Text
■ ■ ■ ■ ■ ■ ■
“THE PATH TO BECOMING ONE”
Lessons from some pictures I took at a wedding in Montgomery County this weekend...
I did a wedding this weekend, and before I ever opened my Bible or got all clergy-official, I had to walk up a stone path…it looked just like this, I took a picture:
To me, I thought—every stone looks like it’s been through something.
And I thought:
“Oh look, it’s marriage… in flooring form.”
Because before any couple says “I do,” God gives them a prophetic object lesson:
Two imperfect shapes laid side by side… somehow forming a path forward.
Amen and amen.
The Close-Up Stones — Where Romance Meets Reality
In this first picture, the stones are uneven, imperfect, cracked, scarred… and still doing their job.
That’s marriage.
It’s cute when you stand back.
Up close?
It’s geology and sanctification wrestling for dominance.
■ ■ ■ ■ ■ ■ ■
Goal A
Reproduce the reflection on the wedding stone path word for word, from its title through the last line.
The text and the records were drawn from unrelated sources.

Data for this task
■ ■ ■ ■ ■ ■ ■
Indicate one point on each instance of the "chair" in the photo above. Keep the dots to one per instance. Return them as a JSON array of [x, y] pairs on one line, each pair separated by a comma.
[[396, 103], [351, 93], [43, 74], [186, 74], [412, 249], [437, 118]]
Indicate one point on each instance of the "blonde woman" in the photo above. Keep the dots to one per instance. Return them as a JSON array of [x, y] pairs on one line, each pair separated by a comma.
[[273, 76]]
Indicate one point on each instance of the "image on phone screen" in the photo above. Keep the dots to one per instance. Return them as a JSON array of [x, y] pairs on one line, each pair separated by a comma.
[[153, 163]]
■ ■ ■ ■ ■ ■ ■
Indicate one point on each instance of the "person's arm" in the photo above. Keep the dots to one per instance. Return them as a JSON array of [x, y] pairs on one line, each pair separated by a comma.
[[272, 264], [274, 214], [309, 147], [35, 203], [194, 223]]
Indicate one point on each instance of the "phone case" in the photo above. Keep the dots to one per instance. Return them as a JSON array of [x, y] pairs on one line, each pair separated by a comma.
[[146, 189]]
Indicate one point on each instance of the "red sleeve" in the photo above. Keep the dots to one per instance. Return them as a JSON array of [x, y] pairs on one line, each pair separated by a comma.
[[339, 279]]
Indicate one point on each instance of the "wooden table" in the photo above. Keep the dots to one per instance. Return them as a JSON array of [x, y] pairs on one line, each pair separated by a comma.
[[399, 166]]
■ ■ ■ ■ ■ ■ ■
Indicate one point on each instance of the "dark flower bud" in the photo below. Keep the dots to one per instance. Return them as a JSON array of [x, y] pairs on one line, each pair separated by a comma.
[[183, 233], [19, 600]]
■ ■ ■ ■ ■ ■ ■
Goal B
List every line of the records that contains the word "phone", copying each one in full.

Result A
“THE PATH TO BECOMING ONE”
Lessons from some pictures I took at a wedding in Montgomery County this weekend...
I did a wedding this weekend, and before I ever opened my Bible or got all clergy-official, I had to walk up a stone path…it looked just like this, I took a picture:
To me, I thought—every stone looks like it’s been through something.
And I thought:
“Oh look, it’s marriage… in flooring form.”
Because before any couple says “I do,” God gives them a prophetic object lesson:
Two imperfect shapes laid side by side… somehow forming a path forward.
Amen and amen.
The Close-Up Stones — Where Romance Meets Reality
In this first picture, the stones are uneven, imperfect, cracked, scarred… and still doing their job.
That’s marriage.
It’s cute when you stand back.
Up close?
It’s geology and sanctification wrestling for dominance.

Result B
Indicate one point on each instance of the "image on phone screen" in the photo above. Keep the dots to one per instance. Return them as a JSON array of [x, y] pairs on one line, each pair separated by a comma.
Indicate one point on each instance of the "phone case" in the photo above. Keep the dots to one per instance. Return them as a JSON array of [x, y] pairs on one line, each pair separated by a comma.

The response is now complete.